- **Task goal**
Print all the records exactly, please.

**** Dataset excerpts

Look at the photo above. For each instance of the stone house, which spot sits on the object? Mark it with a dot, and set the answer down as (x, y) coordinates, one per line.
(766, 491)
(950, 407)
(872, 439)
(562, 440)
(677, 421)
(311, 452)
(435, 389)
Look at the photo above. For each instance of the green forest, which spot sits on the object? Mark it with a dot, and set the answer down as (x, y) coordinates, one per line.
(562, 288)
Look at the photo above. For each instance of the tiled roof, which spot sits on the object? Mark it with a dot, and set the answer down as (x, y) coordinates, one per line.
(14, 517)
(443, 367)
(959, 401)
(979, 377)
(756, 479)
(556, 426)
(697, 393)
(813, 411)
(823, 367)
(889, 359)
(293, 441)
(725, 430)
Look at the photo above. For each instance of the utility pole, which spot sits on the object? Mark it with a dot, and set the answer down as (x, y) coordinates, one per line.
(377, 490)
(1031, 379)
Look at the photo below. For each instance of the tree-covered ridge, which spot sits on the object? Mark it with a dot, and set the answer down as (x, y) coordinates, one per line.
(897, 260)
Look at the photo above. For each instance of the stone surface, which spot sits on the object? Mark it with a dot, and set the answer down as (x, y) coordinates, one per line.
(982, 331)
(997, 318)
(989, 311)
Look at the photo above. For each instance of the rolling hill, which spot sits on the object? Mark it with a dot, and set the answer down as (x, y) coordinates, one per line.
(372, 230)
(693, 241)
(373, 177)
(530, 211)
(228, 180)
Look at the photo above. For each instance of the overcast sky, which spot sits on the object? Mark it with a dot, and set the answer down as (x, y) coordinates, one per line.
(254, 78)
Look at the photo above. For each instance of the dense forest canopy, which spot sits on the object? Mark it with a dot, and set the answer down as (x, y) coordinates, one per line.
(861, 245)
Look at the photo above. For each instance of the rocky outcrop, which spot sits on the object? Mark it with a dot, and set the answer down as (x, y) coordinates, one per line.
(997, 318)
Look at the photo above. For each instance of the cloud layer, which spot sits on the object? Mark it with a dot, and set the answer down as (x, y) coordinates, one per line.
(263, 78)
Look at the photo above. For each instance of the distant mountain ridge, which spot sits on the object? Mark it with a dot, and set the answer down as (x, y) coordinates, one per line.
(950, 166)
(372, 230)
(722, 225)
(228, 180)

********

- **Exercise solution**
Look at the photo above. For each instance of the stone house, which spot sits on the object? Mark it with a dot, and set the answer down as (x, y) coordinates, one per line.
(766, 491)
(950, 407)
(872, 439)
(562, 440)
(677, 421)
(311, 452)
(435, 389)
Look at the photo above. For each instance of the green forest, which spot sits on the object? Mark it with a dot, and set the answer down as (x, y) coordinates, one per line.
(562, 288)
Look at the photo above. For each instance of the tiled roof, which spot sits on the object? Mark it with a dot, and set the answer down as (x, y) coordinates, one per line.
(14, 517)
(443, 367)
(959, 401)
(979, 377)
(756, 479)
(556, 426)
(697, 393)
(813, 411)
(823, 367)
(889, 359)
(293, 441)
(725, 430)
Look at the photo above. For each instance of the utility pole, which spot sits on the object? Mark it with a dot, and set the answer down as (x, y) coordinates, one per line.
(377, 490)
(1031, 379)
Look at the photo below. For each instance of the tree-covered ridge, which spot sits on the object? Mark it with a dot, and set the answer down as (x, y) coordinates, one per line.
(897, 260)
Look at the photo above. For each instance of the stone surface, which spot sits on the object? Mark it with a dot, and set the answer down as (x, y) coordinates, one per line.
(982, 331)
(997, 318)
(989, 311)
Look at the photo above. For each instance of the rolling hill, which spot sits on the object? Mark it with a dot, and set the answer down as (x, y) coordinates, one per line.
(372, 230)
(693, 241)
(373, 177)
(530, 211)
(228, 180)
Look at the photo above. For each instance of the overcast sky, which spot sits on the object? Mark it with a dot, and set the answer down as (x, y) coordinates, one per line.
(254, 78)
Look at the photo above. For each instance of the dense forest canopy, which spot sits on the object? Mark it with a dot, and set the answer down as (x, y) coordinates, one per line.
(861, 245)
Look at the photo above. For each instance of the rocky outcrop, which spot sits on the object? Mark it with a dot, and set the answer down as (x, y) coordinates, one per line.
(997, 318)
Look at the photo above. For each instance of the cloud layer, which spot sits on the object? Mark it with a dot, and set the answer down as (x, y) coordinates, one per line.
(263, 78)
Look at the photo above. For each instance of the distant mountain ridge, which spot sits on the object? Mark it with a dot, and set the answer down as (x, y) coordinates, one per line.
(950, 166)
(372, 230)
(722, 225)
(228, 180)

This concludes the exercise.